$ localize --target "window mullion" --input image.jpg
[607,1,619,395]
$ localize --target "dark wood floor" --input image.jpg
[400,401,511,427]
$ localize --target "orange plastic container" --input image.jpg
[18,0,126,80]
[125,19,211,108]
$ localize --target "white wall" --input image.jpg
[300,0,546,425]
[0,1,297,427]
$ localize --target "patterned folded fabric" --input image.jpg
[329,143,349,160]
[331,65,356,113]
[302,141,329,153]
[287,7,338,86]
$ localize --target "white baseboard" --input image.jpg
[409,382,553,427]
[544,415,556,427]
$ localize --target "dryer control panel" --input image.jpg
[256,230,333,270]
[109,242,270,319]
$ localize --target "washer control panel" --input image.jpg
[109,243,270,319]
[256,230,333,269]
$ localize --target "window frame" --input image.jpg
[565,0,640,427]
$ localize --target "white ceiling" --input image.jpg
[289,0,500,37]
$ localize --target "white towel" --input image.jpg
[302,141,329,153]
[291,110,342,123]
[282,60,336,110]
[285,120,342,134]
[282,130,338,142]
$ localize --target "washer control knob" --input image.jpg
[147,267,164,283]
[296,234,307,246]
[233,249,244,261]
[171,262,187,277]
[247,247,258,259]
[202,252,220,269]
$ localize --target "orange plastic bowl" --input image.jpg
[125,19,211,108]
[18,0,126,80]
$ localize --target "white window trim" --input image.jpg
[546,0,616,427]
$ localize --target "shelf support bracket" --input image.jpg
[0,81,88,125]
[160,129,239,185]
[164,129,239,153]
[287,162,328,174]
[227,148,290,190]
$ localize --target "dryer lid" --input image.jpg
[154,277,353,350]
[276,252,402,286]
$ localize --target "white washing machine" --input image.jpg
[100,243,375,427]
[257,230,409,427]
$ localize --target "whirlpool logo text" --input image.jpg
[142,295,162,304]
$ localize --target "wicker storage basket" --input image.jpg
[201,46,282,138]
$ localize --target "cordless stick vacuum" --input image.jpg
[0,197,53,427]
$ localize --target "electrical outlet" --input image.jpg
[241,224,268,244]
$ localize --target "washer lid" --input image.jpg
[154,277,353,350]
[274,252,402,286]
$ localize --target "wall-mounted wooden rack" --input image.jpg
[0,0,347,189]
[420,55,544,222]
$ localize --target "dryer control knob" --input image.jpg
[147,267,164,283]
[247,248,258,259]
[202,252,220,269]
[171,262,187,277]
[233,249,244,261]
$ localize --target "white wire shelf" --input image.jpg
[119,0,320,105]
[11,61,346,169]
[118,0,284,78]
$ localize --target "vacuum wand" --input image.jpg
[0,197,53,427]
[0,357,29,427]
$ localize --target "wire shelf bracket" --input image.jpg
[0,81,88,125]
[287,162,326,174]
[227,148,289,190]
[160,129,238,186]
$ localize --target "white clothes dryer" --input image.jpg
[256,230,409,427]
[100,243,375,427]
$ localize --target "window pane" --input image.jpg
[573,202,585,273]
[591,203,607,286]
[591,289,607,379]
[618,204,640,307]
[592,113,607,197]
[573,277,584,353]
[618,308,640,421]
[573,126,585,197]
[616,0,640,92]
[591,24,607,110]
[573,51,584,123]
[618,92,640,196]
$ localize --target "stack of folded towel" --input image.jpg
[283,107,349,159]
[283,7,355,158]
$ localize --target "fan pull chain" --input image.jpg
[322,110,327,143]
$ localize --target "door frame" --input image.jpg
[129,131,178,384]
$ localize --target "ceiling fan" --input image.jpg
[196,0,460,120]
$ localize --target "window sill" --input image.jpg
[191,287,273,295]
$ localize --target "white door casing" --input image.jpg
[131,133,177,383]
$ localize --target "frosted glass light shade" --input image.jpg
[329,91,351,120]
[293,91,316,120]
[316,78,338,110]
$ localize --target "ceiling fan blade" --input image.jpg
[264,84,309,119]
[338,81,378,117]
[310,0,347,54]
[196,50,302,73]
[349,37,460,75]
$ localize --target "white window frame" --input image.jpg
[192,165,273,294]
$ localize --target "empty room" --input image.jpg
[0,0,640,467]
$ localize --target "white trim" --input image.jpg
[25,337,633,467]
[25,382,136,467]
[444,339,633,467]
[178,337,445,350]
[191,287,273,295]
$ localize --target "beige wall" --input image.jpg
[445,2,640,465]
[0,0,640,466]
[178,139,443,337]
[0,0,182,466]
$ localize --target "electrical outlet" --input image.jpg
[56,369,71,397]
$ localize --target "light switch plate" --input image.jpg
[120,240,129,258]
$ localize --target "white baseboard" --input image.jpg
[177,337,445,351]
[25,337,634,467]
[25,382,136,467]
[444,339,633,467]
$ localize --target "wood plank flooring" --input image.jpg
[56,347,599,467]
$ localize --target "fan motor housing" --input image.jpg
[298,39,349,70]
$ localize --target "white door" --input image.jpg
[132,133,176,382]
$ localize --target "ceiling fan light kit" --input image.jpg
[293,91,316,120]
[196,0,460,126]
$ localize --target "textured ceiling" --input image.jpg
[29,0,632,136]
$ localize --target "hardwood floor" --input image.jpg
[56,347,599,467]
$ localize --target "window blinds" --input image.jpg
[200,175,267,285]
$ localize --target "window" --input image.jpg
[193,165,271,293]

→ **OBJECTIVE**
Render every line of the material above as a Markdown table with the columns Row and Line, omitting blank lines.

→ **WORKED ANSWER**
| Row | Line |
|---|---|
| 1 | $ localize --target "window mullion" --input image.jpg |
| 2 | [607,1,619,395] |
| 3 | $ localize --target "dark wood floor" --input image.jpg |
| 4 | [400,401,511,427] |
| 5 | $ localize --target "orange plastic container" --input image.jpg |
| 6 | [18,0,126,80] |
| 7 | [125,19,211,108] |
| 8 | $ localize --target "white wall" --input image.jpg |
| 9 | [300,0,546,425] |
| 10 | [0,1,297,427] |
| 11 | $ localize --target "patterned folded fabric" --input image.jpg |
| 12 | [329,143,349,160] |
| 13 | [331,65,356,113] |
| 14 | [302,141,329,153] |
| 15 | [287,7,338,86] |
| 16 | $ localize --target "white baseboard" --input image.jpg |
| 17 | [409,382,553,427] |
| 18 | [544,415,556,427] |
| 19 | $ localize --target "dryer control panel" --input image.jpg |
| 20 | [256,230,333,270] |
| 21 | [109,242,270,319] |
| 22 | $ localize --target "washer control panel" --input image.jpg |
| 23 | [109,243,270,319] |
| 24 | [256,230,333,269] |
| 25 | $ localize --target "window frame" --input image.jpg |
| 26 | [565,0,640,427] |
| 27 | $ localize --target "white ceiling" --input image.jpg |
| 28 | [289,0,500,37] |
| 29 | $ localize --target "white towel" --input image.jpg |
| 30 | [302,141,329,153] |
| 31 | [291,110,342,123] |
| 32 | [282,60,336,110] |
| 33 | [285,120,342,134] |
| 34 | [282,130,338,142] |
| 35 | $ localize --target "washer control knob" --input image.jpg |
| 36 | [147,267,164,283] |
| 37 | [296,234,307,246] |
| 38 | [233,249,244,261] |
| 39 | [171,262,187,277] |
| 40 | [247,247,258,259] |
| 41 | [202,252,220,269] |
| 42 | $ localize --target "orange plastic bowl" --input image.jpg |
| 43 | [125,19,211,108] |
| 44 | [18,0,126,80] |
| 45 | $ localize --target "white window trim" --input image.jpg |
| 46 | [546,0,616,427] |
| 47 | $ localize --target "shelf support bracket" --input image.jpg |
| 48 | [0,81,88,125] |
| 49 | [160,129,239,185] |
| 50 | [164,129,239,153] |
| 51 | [287,162,328,174] |
| 52 | [227,148,290,190] |
| 53 | $ localize --target "dryer lid" --input image.jpg |
| 54 | [154,277,353,350] |
| 55 | [276,252,402,286] |
| 56 | $ localize --target "white washing machine" --input image.jpg |
| 57 | [100,243,375,427] |
| 58 | [257,230,409,427] |
| 59 | $ localize --target "whirlpool logo text" --input image.jpg |
| 60 | [142,295,162,304] |
| 61 | $ localize --target "wicker storage basket" --input image.jpg |
| 62 | [201,46,282,138] |
| 63 | $ localize --target "cordless stick vacuum" --input image.jpg |
| 64 | [0,197,53,427] |
| 65 | $ localize --target "electrical outlet" --input image.jpg |
| 66 | [241,224,268,244] |
| 67 | $ localize --target "washer lid" --input image.jpg |
| 68 | [154,277,353,350] |
| 69 | [274,252,402,286] |
| 70 | $ localize --target "wall-mounted wooden rack" --input image.jpg |
| 71 | [0,0,347,189] |
| 72 | [420,55,544,222] |
| 73 | $ localize --target "dryer control knob" --input image.jpg |
| 74 | [147,267,164,283] |
| 75 | [247,248,258,259] |
| 76 | [202,252,220,269] |
| 77 | [171,262,187,277] |
| 78 | [233,249,244,261] |
| 79 | $ localize --target "white wire shelf" --input image.jpg |
| 80 | [119,0,320,105] |
| 81 | [11,61,346,169] |
| 82 | [118,0,284,78] |
| 83 | $ localize --target "vacuum wand" --input image.jpg |
| 84 | [0,197,53,427] |
| 85 | [0,357,29,427] |
| 86 | $ localize --target "wire shelf bracket" --input image.jpg |
| 87 | [0,81,88,125] |
| 88 | [287,162,326,174] |
| 89 | [227,148,289,190] |
| 90 | [160,129,238,186] |
| 91 | $ localize --target "white clothes dryer" --input image.jpg |
| 92 | [256,230,409,427] |
| 93 | [100,243,375,427] |
| 94 | $ localize --target "window pane" --input image.jpg |
| 95 | [573,202,585,273] |
| 96 | [591,203,607,286] |
| 97 | [591,289,607,379] |
| 98 | [618,204,640,307] |
| 99 | [592,113,607,197] |
| 100 | [573,277,584,353] |
| 101 | [618,308,640,421] |
| 102 | [573,126,585,197] |
| 103 | [616,0,640,92] |
| 104 | [591,24,607,110] |
| 105 | [573,51,584,123] |
| 106 | [618,92,640,196] |
| 107 | $ localize --target "stack of folded towel" --input image.jpg |
| 108 | [283,107,349,159] |
| 109 | [283,7,355,158] |
| 110 | $ localize --target "fan pull chain" --input image.jpg |
| 111 | [322,110,327,143] |
| 112 | $ localize --target "door frame" --input image.jpg |
| 113 | [129,131,178,384] |
| 114 | $ localize --target "ceiling fan" --input image.jpg |
| 115 | [196,0,460,120] |
| 116 | $ localize --target "window sill" --input image.jpg |
| 117 | [191,287,273,295] |
| 118 | $ localize --target "white door casing" --input image.jpg |
| 119 | [131,133,177,383] |
| 120 | $ localize --target "frosted glass light shade" --input image.jpg |
| 121 | [329,91,351,120] |
| 122 | [293,91,316,120] |
| 123 | [316,78,338,110] |
| 124 | $ localize --target "ceiling fan blade" --input image.jpg |
| 125 | [264,84,309,119] |
| 126 | [338,81,378,117] |
| 127 | [310,0,347,54] |
| 128 | [196,50,302,73] |
| 129 | [349,37,460,75] |
| 130 | $ localize --target "white window frame" --input image.jpg |
| 131 | [192,165,273,294] |
| 132 | $ localize --target "empty room" --input image.jpg |
| 133 | [0,0,640,467] |
| 134 | $ localize --target "white trim" --input image.jpg |
| 135 | [25,337,633,467] |
| 136 | [25,382,136,467] |
| 137 | [444,339,633,467] |
| 138 | [178,337,445,350] |
| 139 | [191,287,273,295] |
| 140 | $ localize --target "beige wall" --input image.jpg |
| 141 | [445,2,640,465] |
| 142 | [0,0,640,466] |
| 143 | [178,139,443,337] |
| 144 | [0,0,182,466] |
| 145 | $ localize --target "electrical outlet" --input image.jpg |
| 146 | [56,369,71,397] |
| 147 | $ localize --target "light switch plate" --input image.jpg |
| 148 | [120,240,129,258] |
| 149 | $ localize --target "white baseboard" --input image.jpg |
| 150 | [177,337,445,351] |
| 151 | [25,337,634,467] |
| 152 | [25,382,136,467] |
| 153 | [444,339,633,467] |
| 154 | $ localize --target "wood plank flooring" --input image.jpg |
| 155 | [56,347,599,467] |
| 156 | $ localize --target "fan motor housing" --input image.jpg |
| 157 | [298,39,349,70] |
| 158 | $ localize --target "white door" --input image.jpg |
| 159 | [132,133,176,382] |
| 160 | $ localize --target "ceiling fan light kit" --input image.jpg |
| 161 | [293,91,316,120] |
| 162 | [196,0,460,126] |
| 163 | $ localize --target "textured ceiling" --input image.jpg |
| 164 | [29,0,632,136] |
| 165 | $ localize --target "hardwood floor" --input image.jpg |
| 166 | [56,347,599,467] |
| 167 | $ localize --target "window blinds" --input image.jpg |
| 168 | [200,175,267,285] |
| 169 | $ localize --target "window" --input image.jpg |
| 170 | [193,165,271,293] |